SOURCE EXTRACT:

Let us have faith that right makes might, and in that faith, let us, to the end, dare to do our duty as we understand it.

"The Idea of Democracy" Reading # 586
by President Abraham Lincoln
in the hymnal Singing the Living Tradition

Reading

Our reading this morning comes from an interview with the journalist Bill Moyers.  He is well known to many of us, but I'd like to share a little bit of his background.  We know Moyers most famously for his career in broadcast journalism.  A little less well known is his earlier political career: he had worked as an aide to President Lyndon Johnson, and had served as Deputy Director of the Peace Corps for President Kennedy.  

New to me was the fact that Moyers, in addition, holds a Masters of Divinity degree, from Southwestern Baptist Theological Seminary.  He is an ordained Baptist minister. 

He's not the only one in his family with an interest in religion; I understand that Moyers' wife is an active Unitarian Universalist in the New York City area.

REQUEST 1: Which lines in the entries below contain the string "distant"? Copy each of them.
The passage and the entries are separate material.

Entries from a data source
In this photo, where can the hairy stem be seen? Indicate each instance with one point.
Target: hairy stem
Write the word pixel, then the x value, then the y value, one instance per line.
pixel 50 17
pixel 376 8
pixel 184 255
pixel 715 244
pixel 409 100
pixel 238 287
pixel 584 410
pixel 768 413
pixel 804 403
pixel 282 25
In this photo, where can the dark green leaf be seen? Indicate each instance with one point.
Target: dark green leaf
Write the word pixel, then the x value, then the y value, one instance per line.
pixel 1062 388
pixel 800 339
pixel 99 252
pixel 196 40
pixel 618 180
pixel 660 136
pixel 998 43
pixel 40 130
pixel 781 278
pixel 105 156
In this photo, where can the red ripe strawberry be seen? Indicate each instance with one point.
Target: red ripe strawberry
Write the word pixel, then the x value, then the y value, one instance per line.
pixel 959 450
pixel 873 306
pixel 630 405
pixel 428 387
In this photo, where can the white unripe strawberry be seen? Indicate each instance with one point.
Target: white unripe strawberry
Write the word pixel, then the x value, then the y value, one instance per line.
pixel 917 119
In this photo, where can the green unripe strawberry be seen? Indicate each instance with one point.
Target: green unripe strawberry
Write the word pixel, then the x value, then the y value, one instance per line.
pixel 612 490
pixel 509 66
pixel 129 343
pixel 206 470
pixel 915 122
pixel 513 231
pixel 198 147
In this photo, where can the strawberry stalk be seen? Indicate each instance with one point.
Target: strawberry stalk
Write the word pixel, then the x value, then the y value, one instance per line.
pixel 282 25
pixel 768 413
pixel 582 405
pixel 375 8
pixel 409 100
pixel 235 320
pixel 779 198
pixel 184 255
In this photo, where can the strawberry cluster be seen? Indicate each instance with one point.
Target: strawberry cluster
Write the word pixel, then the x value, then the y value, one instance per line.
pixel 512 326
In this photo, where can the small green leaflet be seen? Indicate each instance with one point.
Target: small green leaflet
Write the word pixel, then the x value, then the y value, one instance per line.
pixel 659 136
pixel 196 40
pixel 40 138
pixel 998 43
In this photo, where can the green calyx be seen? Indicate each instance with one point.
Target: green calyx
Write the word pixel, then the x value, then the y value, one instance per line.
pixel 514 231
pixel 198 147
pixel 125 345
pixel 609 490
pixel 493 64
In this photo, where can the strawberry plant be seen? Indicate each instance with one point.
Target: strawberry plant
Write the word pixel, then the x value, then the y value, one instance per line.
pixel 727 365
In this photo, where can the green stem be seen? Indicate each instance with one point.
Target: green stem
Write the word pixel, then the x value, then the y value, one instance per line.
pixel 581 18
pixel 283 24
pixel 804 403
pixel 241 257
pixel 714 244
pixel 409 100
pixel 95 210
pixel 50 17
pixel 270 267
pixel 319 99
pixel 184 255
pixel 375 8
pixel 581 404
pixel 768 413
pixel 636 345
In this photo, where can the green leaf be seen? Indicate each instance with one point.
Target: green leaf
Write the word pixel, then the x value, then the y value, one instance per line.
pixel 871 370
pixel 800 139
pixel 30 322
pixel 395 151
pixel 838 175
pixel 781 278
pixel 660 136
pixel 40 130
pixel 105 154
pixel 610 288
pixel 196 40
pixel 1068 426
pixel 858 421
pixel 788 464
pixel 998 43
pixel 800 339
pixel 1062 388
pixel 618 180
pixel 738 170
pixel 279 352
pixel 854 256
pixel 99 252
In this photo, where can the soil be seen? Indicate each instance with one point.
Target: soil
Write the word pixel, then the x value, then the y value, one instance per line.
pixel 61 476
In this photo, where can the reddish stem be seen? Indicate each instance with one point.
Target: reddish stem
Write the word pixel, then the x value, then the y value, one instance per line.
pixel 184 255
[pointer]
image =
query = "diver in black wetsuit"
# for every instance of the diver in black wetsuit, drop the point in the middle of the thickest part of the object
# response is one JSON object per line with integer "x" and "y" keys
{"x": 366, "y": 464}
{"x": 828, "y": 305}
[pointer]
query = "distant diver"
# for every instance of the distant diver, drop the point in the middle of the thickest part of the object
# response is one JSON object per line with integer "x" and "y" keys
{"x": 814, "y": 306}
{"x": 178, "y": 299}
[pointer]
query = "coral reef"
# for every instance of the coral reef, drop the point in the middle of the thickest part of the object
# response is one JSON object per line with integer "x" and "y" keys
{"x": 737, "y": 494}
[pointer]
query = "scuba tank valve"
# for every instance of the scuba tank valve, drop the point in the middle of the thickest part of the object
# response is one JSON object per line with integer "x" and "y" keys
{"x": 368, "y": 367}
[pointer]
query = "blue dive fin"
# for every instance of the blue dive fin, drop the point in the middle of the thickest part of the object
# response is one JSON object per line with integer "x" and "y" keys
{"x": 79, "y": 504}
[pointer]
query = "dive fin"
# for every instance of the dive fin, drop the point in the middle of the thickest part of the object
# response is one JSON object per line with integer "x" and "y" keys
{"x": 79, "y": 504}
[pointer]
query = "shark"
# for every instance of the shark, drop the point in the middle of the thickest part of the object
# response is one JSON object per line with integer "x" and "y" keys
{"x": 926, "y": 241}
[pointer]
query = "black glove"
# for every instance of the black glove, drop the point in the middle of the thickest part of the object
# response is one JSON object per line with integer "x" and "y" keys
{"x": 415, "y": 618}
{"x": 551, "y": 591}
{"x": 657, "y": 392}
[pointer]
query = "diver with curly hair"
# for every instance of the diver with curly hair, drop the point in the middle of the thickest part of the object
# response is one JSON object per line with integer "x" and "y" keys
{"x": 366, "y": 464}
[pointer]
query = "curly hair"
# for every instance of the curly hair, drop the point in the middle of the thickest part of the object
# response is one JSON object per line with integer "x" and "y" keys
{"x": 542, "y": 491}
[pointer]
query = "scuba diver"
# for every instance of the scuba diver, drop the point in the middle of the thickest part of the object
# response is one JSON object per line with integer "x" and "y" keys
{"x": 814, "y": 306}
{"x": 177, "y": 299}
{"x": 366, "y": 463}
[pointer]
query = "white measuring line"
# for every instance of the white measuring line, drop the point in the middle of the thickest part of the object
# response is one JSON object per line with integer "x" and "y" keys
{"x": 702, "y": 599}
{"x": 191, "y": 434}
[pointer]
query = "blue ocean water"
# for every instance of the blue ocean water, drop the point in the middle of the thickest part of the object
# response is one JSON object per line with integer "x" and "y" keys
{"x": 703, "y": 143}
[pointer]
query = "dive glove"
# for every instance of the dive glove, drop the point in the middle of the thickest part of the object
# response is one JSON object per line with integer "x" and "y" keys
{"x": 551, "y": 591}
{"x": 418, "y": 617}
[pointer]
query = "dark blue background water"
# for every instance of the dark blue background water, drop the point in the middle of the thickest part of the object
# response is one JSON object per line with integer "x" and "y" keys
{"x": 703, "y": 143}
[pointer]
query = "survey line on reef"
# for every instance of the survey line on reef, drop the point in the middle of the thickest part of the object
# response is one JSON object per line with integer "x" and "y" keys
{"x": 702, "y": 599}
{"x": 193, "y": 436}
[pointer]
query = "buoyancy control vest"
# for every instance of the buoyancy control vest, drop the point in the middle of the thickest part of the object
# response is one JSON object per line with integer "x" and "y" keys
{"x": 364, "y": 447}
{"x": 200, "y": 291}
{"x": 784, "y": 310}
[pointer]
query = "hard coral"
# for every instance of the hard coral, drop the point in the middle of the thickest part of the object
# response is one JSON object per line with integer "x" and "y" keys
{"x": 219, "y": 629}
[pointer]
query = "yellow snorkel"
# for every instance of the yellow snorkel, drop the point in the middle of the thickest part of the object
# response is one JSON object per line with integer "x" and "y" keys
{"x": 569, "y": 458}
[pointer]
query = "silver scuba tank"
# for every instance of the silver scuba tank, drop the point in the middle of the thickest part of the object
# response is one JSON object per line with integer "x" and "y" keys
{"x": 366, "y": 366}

REQUEST 2: In the passage, which seminary granted Bill Moyers his Masters of Divinity degree?

TASK RESULT 1:
query = "distant diver"
# for every instance of the distant diver, drop the point in the middle of the thickest part of the object

TASK RESULT 2: Southwestern Baptist Theological Seminary.